→ **Directive**:
Give every line of the material below as a JSON list of strings, one string per line, skipping blank lines. Leave the pictures out of your answer.

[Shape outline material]
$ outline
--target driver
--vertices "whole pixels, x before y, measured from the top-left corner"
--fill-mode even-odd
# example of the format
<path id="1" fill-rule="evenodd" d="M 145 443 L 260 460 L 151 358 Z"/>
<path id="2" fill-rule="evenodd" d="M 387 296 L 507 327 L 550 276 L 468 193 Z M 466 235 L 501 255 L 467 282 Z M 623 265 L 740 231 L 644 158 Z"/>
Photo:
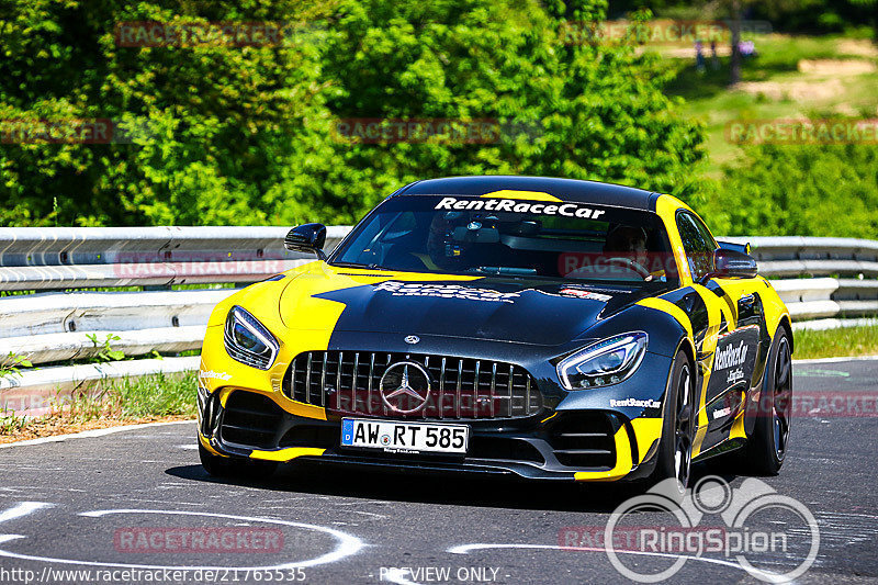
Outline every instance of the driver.
<path id="1" fill-rule="evenodd" d="M 646 248 L 649 236 L 642 227 L 633 225 L 617 224 L 607 232 L 607 240 L 604 244 L 604 254 L 608 257 L 624 258 L 650 269 L 650 255 Z M 658 280 L 665 275 L 664 270 L 650 272 L 645 281 Z"/>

→ **Exercise solution**:
[
  "$ outline",
  "--target driver",
  "--vertices \"whole pixels, x before y, measured from the top-left corner\"",
  "--fill-mode even-odd",
  "# example of the format",
  "<path id=\"1\" fill-rule=\"evenodd\" d=\"M 145 443 L 260 460 L 151 358 Z\"/>",
  "<path id=\"2\" fill-rule=\"evenodd\" d=\"M 387 296 L 507 327 L 550 276 L 468 193 Z M 466 235 L 501 255 L 467 282 Z M 623 265 L 740 231 L 644 158 Z\"/>",
  "Photo:",
  "Outline every instance of the driver.",
  "<path id=\"1\" fill-rule=\"evenodd\" d=\"M 646 248 L 649 236 L 642 227 L 633 225 L 617 224 L 607 232 L 607 240 L 604 244 L 604 254 L 608 257 L 624 258 L 650 269 L 650 255 Z M 658 280 L 665 275 L 664 270 L 650 272 L 645 281 Z\"/>"
]